Point-per-instance localization data:
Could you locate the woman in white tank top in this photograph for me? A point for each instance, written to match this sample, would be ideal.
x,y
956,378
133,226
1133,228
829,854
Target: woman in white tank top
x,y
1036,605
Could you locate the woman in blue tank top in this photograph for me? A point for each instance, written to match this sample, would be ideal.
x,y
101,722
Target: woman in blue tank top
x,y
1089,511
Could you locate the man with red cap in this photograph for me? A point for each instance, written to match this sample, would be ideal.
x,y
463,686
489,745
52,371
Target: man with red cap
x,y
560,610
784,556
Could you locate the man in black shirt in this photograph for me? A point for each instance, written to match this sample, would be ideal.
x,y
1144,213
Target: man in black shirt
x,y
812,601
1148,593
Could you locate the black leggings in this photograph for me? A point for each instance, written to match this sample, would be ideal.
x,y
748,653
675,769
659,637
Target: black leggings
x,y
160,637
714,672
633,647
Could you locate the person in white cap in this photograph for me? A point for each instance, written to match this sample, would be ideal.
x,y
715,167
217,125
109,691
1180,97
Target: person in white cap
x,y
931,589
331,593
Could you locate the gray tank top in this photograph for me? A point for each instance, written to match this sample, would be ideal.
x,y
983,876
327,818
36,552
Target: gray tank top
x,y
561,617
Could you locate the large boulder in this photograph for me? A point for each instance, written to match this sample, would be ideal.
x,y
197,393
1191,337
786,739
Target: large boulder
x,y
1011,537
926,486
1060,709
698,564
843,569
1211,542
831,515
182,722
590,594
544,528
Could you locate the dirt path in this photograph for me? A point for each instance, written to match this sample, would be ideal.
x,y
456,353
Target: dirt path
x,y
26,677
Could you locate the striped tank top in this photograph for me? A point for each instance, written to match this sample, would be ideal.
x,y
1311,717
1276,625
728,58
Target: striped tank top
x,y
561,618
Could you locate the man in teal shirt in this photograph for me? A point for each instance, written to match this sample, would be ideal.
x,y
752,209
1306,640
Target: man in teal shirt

• Exercise objective:
Scan the records above for the string "written", then select every line that holds it.

• Task result:
Could you locate the woman in white tank top in this photograph for me? A point for each instance, written to match this sample, would be ideal.
Could you locate the woman in blue tank top in this photograph for me? A point for each instance, written to match this sample, would be ideal.
Could you locate the man with red cap in this photograph for me? A point for each instance, written to match this sample, would be ideal.
Could you locate the man in black shirt in this photograph for me? A point for each instance, written to match this sample, would be ideal.
Could you locate the black leggings in this photograph for me? A point for each instance, written to match this sample, would be ideal.
Could you locate the person in white cap in this photograph for me? A point for each instance, written to match this sample, would be ideal.
Could you locate the gray tank top in this photograph for me? A point for each instance, written to match this sample, would be ideal.
Could you locate the large boulder in this photograph for me? A point for each instance, written to match this sample, would be ideal.
Could you locate the dirt path in this photograph for me? A point for each instance, written to match this sample, would be ideal.
Could you locate the striped tank top in this photograph for me? A point for each instance, written to match this sample, would be ideal.
Could you locate the man in teal shirt in this photograph for me? A point for each instance, written to match this sample, would be ideal.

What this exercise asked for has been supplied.